What is being asked >> Set down unchanged the records from the line with "Trace forested hillside in this frame." up to and including the line with "[521,8,803,236]".

━━━ Records to process

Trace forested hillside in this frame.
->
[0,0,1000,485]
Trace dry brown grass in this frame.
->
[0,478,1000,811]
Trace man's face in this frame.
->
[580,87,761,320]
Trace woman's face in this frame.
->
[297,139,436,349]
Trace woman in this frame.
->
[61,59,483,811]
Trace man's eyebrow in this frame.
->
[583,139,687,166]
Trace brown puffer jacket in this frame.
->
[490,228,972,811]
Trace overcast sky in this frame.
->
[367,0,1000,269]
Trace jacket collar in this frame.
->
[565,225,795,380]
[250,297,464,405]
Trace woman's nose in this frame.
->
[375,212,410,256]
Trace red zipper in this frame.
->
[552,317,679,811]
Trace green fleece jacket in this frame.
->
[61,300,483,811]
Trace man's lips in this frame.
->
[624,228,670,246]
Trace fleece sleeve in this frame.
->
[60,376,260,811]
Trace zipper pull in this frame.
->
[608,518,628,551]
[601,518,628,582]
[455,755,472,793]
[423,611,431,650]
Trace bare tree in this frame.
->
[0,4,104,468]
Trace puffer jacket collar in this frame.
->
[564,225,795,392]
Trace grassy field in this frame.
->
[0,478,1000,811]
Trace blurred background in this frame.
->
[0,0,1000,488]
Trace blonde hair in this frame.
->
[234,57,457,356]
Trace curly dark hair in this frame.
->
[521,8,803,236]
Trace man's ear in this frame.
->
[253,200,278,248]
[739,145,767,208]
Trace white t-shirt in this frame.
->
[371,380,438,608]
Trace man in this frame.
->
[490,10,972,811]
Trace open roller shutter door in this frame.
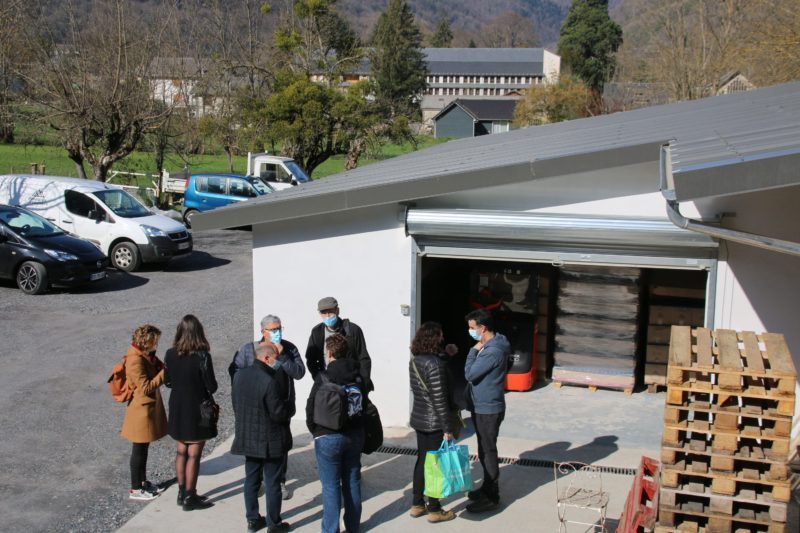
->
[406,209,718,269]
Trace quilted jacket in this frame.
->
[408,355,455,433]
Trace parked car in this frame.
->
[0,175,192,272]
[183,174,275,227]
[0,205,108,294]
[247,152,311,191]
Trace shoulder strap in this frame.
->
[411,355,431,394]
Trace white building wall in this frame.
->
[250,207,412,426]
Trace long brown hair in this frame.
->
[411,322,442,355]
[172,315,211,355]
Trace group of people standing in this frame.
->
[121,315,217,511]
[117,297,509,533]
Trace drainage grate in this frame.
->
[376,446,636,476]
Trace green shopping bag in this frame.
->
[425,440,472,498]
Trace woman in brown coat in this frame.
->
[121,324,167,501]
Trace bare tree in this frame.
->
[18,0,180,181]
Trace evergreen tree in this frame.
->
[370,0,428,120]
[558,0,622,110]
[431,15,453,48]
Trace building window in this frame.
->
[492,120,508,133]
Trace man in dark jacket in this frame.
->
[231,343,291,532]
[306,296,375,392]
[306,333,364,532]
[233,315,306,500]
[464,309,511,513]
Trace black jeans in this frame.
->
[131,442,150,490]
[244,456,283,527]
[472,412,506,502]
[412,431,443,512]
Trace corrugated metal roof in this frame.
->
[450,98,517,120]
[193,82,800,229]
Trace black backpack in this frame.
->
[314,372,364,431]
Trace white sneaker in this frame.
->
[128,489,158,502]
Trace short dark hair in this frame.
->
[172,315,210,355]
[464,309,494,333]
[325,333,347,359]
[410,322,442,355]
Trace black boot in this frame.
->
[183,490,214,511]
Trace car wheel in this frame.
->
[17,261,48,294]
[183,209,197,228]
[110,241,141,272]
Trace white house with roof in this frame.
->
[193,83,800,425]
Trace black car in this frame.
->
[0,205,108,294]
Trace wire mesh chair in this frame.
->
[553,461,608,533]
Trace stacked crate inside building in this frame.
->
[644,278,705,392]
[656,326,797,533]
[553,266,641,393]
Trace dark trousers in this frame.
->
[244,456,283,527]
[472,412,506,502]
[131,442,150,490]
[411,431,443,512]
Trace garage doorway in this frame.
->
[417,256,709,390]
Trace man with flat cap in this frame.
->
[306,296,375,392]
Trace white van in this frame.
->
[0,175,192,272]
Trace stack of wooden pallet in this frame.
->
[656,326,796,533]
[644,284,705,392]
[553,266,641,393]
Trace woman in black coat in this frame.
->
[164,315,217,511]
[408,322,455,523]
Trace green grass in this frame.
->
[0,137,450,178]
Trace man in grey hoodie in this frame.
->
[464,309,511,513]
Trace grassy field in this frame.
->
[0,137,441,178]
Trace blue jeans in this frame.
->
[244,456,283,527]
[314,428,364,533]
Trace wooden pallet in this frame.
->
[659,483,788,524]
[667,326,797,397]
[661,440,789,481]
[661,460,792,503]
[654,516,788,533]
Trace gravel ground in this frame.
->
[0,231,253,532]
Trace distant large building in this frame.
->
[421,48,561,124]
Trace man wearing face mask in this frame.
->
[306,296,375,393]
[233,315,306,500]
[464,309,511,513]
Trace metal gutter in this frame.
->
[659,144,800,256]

━━━━━━
━━━ Records to process

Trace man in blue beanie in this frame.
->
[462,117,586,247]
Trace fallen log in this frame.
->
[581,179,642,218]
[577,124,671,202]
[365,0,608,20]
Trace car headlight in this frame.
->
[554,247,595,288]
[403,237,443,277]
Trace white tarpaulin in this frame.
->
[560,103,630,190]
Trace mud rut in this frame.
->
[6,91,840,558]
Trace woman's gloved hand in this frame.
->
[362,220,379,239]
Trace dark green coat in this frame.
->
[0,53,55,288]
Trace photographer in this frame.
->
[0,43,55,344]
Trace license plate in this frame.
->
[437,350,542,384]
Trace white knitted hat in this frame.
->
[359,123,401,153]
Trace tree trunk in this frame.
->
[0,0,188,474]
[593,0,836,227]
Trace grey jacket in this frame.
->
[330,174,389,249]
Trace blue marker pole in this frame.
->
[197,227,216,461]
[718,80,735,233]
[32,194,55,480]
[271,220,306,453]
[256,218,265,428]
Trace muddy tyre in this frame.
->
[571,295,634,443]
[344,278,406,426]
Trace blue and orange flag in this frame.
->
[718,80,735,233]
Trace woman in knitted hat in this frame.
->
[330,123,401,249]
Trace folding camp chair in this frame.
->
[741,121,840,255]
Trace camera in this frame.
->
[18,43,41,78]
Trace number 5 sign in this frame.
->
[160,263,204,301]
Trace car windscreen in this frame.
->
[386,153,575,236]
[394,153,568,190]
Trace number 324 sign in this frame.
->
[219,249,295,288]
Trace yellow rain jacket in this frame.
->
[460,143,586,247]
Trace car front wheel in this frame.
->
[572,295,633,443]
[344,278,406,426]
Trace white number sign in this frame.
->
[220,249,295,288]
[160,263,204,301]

━━━━━━

Task answer >>
Trace forested hillside in this frame.
->
[0,0,1000,485]
Trace dry brown grass in this frame.
->
[0,478,1000,811]
Trace man's face in this frame.
->
[580,87,761,320]
Trace woman's face in this frame.
->
[297,139,436,349]
Trace woman in this frame.
->
[61,59,483,811]
Trace man's eyebrow in this frame.
->
[583,139,687,166]
Trace brown puffer jacket in this frame.
->
[490,228,972,811]
Trace overcast sky in this frame.
->
[367,0,1000,269]
Trace jacket collar in this frame.
->
[565,225,795,380]
[250,297,464,405]
Trace woman's nose in this frame.
->
[375,212,410,256]
Trace red zipper in this frame.
->
[552,317,679,811]
Trace green fleece jacket in this frame.
->
[61,300,483,811]
Trace man's lips in this frame.
->
[624,228,670,246]
Trace fleece sleeve in this frame.
->
[60,376,260,811]
Trace zipper pull in this frame.
->
[608,518,628,551]
[601,518,628,582]
[455,755,472,793]
[423,611,431,650]
Trace bare tree in this frame.
->
[0,4,104,468]
Trace puffer jacket collar in this frame.
->
[564,225,795,392]
Trace grassy field in this frame.
->
[0,478,1000,811]
Trace blurred background in this frame.
->
[0,0,1000,488]
Trace blonde hair in this frame.
->
[234,57,457,356]
Trace curly dark hair in this frame.
->
[521,8,803,236]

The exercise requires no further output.